## What you have to do
Which lines make up the answer? Those from the line with "of the bright" through the end of the data; reproduce them exactly.
** Source material follows **
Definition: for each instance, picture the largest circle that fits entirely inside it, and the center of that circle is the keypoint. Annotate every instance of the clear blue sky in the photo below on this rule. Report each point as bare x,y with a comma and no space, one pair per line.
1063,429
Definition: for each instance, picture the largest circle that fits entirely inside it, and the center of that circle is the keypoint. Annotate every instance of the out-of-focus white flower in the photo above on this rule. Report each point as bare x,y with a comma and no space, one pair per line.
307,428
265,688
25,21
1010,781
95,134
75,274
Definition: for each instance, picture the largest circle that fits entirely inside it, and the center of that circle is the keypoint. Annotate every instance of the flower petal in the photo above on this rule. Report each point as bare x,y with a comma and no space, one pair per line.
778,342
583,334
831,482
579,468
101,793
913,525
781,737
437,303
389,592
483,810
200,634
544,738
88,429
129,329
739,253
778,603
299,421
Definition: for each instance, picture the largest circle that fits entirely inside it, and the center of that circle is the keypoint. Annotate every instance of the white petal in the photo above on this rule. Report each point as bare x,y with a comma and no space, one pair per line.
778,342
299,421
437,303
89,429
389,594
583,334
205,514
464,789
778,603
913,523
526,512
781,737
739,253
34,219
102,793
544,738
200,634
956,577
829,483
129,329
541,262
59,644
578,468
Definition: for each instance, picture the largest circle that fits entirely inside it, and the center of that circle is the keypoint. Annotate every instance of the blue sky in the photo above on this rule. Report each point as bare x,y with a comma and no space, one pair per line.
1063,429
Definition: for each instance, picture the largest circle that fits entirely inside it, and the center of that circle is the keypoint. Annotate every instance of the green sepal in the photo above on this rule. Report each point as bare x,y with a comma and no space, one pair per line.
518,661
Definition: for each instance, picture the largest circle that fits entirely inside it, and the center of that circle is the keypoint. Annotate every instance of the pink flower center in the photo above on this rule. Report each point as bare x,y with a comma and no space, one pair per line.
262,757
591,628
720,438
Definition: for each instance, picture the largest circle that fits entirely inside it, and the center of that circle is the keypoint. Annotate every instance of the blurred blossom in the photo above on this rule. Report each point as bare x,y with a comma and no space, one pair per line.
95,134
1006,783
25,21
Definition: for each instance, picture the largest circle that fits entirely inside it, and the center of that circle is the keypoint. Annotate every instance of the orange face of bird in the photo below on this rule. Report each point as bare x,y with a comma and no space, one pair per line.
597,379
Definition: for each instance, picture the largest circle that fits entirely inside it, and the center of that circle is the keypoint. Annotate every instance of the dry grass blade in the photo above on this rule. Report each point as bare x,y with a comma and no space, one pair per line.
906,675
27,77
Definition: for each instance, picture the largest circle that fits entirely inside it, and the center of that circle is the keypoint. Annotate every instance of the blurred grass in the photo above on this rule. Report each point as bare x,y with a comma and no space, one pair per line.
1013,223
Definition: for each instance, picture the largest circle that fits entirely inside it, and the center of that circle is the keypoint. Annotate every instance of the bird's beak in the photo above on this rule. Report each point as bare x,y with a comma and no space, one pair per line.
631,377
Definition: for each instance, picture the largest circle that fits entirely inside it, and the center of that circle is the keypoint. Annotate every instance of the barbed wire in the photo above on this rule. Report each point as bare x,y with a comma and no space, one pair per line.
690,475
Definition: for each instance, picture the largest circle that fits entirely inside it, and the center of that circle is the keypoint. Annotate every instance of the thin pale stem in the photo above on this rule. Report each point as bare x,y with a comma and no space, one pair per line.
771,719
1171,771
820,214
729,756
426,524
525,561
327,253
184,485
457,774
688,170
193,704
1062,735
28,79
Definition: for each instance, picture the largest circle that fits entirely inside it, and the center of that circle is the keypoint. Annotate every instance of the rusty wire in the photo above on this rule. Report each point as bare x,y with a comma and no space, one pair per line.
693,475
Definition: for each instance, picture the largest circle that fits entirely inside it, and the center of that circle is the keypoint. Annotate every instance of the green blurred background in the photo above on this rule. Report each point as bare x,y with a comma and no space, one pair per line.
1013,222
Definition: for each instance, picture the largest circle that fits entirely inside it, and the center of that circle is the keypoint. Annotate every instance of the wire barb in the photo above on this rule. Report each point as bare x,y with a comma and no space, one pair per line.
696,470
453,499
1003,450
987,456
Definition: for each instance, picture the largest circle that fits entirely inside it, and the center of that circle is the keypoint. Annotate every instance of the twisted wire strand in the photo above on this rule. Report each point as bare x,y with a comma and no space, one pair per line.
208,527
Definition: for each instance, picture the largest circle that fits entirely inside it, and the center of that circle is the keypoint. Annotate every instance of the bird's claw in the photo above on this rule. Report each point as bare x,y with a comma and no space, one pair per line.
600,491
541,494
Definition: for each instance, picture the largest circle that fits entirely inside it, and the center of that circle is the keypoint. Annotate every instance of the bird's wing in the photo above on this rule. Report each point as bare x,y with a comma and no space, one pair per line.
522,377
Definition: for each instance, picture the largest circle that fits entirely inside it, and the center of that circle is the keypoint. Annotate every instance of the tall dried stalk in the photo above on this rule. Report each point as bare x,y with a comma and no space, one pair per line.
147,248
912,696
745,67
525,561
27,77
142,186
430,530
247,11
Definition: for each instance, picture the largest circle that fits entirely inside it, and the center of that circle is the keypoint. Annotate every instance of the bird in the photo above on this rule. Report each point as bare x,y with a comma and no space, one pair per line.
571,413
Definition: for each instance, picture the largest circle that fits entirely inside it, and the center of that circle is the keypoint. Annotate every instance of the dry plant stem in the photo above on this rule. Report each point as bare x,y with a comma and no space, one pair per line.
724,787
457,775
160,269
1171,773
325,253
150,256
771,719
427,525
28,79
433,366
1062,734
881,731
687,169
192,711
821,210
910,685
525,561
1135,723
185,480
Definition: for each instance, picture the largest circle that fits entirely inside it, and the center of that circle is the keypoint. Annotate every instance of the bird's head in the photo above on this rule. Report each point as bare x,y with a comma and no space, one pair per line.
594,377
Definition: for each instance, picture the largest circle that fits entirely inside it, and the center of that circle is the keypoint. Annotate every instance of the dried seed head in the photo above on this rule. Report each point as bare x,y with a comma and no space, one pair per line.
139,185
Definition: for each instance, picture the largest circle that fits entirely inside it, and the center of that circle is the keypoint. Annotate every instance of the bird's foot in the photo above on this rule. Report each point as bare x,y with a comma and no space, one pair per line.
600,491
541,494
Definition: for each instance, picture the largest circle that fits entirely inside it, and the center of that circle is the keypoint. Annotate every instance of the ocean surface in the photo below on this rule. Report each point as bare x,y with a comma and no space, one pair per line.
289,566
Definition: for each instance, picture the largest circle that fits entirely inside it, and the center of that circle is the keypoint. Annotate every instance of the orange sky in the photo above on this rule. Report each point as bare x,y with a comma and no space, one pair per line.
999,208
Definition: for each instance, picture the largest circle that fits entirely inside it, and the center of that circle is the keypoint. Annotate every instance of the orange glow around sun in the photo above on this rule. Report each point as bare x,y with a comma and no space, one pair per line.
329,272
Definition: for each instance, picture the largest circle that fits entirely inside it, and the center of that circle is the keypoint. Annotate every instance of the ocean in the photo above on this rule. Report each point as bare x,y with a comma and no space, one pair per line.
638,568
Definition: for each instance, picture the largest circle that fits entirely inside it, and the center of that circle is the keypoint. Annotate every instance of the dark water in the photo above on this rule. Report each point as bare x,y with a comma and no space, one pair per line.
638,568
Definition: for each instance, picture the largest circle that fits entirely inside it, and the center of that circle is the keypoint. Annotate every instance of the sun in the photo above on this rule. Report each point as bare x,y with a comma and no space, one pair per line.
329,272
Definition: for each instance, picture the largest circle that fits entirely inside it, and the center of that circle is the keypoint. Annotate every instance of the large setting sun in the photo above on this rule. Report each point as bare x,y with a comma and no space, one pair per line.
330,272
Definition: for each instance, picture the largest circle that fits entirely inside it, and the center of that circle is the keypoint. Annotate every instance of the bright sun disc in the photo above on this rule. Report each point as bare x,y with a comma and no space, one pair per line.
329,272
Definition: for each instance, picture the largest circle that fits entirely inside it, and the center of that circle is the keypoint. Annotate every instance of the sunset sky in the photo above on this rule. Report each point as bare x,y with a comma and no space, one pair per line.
** End of Source material **
## Result below
Definition: for each instance, picture the largest circle that fits entirely inside it, and the center of that circle is the keypoint. Annotate every instance of the bright sun disc in the photo above on this rule. Report each point as bare x,y with a comma and no space, one pair per line.
329,272
Definition: for each instance, picture the largest circle that fits entirely inside it, and the center of that circle is the keypoint. Annotate every instance of the sunset sky in the photo above on this rule. Report each point as bare x,y with a comma and no space, one pair per line.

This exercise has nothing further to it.